How to complete this task: Continue the text about sex-advice personalities, starting right after its final sentence.

While Dr. Drew, as he's known to his fans, takes the professional position of a physician with his callers, "Loveline" lightened the mood by pairing him with a comic co-host. Adam Carolla was Pinsky's partner in crime for 10 years. In 2006 "Ted" Ramón Stryker, aka DJ Stryker, joined Pinsky to crack jokes about everything from one-night stands to his coccygeal projection, or human tail. Doolittle agrees: Pinsky's sincerity mixed with his sidekick's musings makes for radio worth hearing.
"Dr. Drew really cares about what he's putting on the air," she said. "He mixes it up with a comedian. He normalizes feelings and experiences for a lot of people. And again, he's been doing it for a long time, he's an authority on the matter."
Violet Blue's Web site may not look sexy, but her vlogs (video blogs) more than make up for the bare-bones design. The author, professional sex educator and San Francisco Chronicle sex columnist posts short, informal videos about her thoughts on sex and how to do it.

Recorded information:
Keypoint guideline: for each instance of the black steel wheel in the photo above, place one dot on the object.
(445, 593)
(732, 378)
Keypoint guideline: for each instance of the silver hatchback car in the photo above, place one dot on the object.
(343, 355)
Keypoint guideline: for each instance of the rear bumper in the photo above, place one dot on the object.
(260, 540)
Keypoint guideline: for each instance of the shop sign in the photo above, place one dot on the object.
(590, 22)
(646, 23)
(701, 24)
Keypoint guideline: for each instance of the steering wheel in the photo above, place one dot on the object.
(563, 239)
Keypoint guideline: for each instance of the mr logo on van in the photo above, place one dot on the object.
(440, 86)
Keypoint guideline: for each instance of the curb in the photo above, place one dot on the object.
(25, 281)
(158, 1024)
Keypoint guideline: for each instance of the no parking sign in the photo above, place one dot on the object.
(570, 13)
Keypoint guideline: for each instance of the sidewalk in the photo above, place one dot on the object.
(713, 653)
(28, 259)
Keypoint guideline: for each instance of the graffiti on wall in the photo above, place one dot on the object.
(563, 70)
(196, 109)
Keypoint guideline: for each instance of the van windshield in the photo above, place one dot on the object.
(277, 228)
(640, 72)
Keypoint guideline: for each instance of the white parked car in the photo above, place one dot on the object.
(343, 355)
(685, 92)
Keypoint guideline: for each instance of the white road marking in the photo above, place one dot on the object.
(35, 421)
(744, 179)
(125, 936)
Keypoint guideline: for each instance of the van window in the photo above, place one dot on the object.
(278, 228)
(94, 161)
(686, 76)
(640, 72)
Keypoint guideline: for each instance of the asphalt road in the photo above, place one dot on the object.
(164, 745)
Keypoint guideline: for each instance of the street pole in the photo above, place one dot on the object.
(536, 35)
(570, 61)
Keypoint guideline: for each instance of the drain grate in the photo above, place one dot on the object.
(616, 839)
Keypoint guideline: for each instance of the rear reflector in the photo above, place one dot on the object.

Answer to this exercise:
There's no pretense -- Blue often faces the camera unmade up, wearing glasses and a tank top, talking to viewers as if they were best friends lounging in the living room. Doolittle loves her unfussy approach.
"She is a beautiful, progressive voice in sex-ed," Doolittle said. "She's just very creative and fun and that's what the world is missing in sex."
Blue shares tips from the sex seminars she teaches and answers questions sent to her by viewers. But she's not the type to sit behind a desk.
In a recent episode, responding to an e-mail question about whether it was OK to use Crisco for fun in the bedroom rather than for baking in the kitchen, Blue blows up a condom into a balloon larger than her head. She opens a can of Crisco, massages it on the condom, and a minute later, gasps as the condom bursts.
"There you go," she said. "Do not use this as lube."
And with Blue, viewers get more than just sex tips. The Crisco episode also featured footage of scantily clad pro marching band dancers and a wrap-up of Blue's weekend. She's less of a clinical expert and more of a warm-hearted friend -- who just happens to know a lot about sex. Doolittle thinks her more personal approach will resonate with a lot of people.
"I highly recommend that people find a personality that they relate to," she said. "And she mixes bits of her personal life. She's an ideal personality."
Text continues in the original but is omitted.